**Texto fornecido**
================

O edifício transparente, projectado pelo arquitecto Solá Morales localizado na Avenida Marginal do Parque da cidade do Porto foi construído em 2000 mas só em 2007 abriu as portas ao público com um uso específico e de acordo com o sítio. Passaram-se vários anos sem que esta estrutura em betão com fachadas totalmente em vidro tivesse uma pertinência arquitectónica e urbana para a cidade. O edifício remata o Parque da Cidade e proporciona uma ligação deste último com a marginal, contudo não foi sendo utilizado de forma continuada após a sua construção pois o seu projecto inicial não continha um uso, um programa objectivo desde o início. Será esta uma atitude “sustentável” que se possa utilizar como exemplo positivo? Relativamente ao que se discute aqui a resposta será obviamente não.
Foi necessária a intervenção do arquitecto Carlos Prata, que realizou um projecto de reconversão para este edifício dedicando-o à restauração e espaços comerciais. Esta intervenção teve, obviamente os seus custos adicionais e os seus inconvenientes no espaço urbano. Situação que poderia ter sido evitada se desde a génese do projecto fosse tido em conta o “uso” do edifício e se tivesse elaborado o/os programa/s que pudesse conter – questão primária a ter em conta no exercício de projecto – e depois estudar a estrutura e forma que melhor respondesse a essas necessidades funcionais. Assim, em princípio ter-se -ia desde 2001 um edifício “pertinente” e porventura transparente.

================

**Dados fornecidos**
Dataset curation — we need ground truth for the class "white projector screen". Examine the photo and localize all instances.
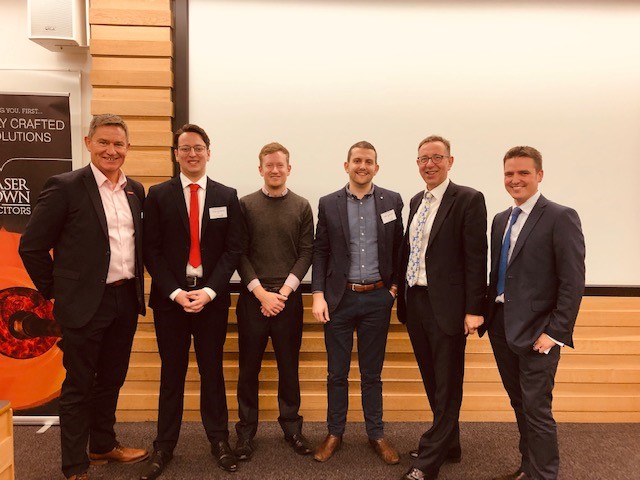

================

**Tarefa proposta**
No texto sobre o edifício transparente do Parque da Cidade do Porto, que arquitecto realizou o projecto de reconversão do edifício? As linhas não têm qualquer relação com o texto.

**Resolução**
O arquitecto Carlos Prata.